*Given request*.
Update the rows below by replacing every "boy's" with "child's" and leaving everything else unchanged.
Data supplied start
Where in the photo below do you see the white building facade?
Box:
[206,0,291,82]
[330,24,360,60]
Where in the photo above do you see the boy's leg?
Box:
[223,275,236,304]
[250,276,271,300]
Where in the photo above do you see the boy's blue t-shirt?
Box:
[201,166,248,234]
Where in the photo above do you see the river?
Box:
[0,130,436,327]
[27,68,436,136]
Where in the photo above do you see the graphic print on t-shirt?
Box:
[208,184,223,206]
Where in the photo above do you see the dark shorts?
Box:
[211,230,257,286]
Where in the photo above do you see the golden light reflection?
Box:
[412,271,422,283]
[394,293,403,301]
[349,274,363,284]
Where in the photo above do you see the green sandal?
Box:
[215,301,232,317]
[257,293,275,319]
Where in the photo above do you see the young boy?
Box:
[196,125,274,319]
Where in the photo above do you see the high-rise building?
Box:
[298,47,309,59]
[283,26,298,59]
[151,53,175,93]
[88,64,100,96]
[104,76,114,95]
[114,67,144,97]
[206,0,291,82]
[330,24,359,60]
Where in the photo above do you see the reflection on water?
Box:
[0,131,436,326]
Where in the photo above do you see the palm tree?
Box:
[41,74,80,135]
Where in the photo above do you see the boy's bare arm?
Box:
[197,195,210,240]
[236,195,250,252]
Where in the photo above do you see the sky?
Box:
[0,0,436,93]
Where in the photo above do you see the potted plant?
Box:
Data supplied end
*The solution*.
Where in the photo below do you see the white building facade?
Box:
[206,0,291,82]
[330,24,360,60]
Where in the photo above do you see the child's leg?
Box:
[223,275,236,304]
[250,276,271,300]
Where in the photo above do you see the child's blue t-shirt?
Box:
[201,166,248,234]
Where in the photo above do you see the river?
Box:
[0,130,436,327]
[27,68,436,136]
Where in the photo above do you see the graphic print on t-shirt?
Box:
[208,184,223,206]
Where in the photo above do you see the dark shorts?
Box:
[211,230,257,286]
Where in the photo above do you see the golden light reflection?
Box:
[412,271,422,283]
[394,293,403,301]
[349,274,363,284]
Where in the photo above do you see the green sandal?
Box:
[215,301,232,317]
[257,293,275,319]
Where in the photo above do you see the young boy?
Box:
[196,125,274,319]
Where in the photo above do you see the high-rise building?
Box:
[298,47,309,59]
[283,26,298,59]
[151,53,175,93]
[88,64,100,96]
[104,76,114,95]
[114,67,144,97]
[206,0,291,82]
[330,24,359,60]
Where in the photo above do you see the reflection on water?
Box:
[0,131,436,326]
Where in the photo above do you see the palm tree?
Box:
[41,74,80,135]
Where in the photo above do you see the child's bare arm?
Box:
[197,195,210,240]
[236,195,250,252]
Where in the photo above do you see the sky?
Box:
[0,0,436,93]
Where in the photo above do you see the potted plant?
Box:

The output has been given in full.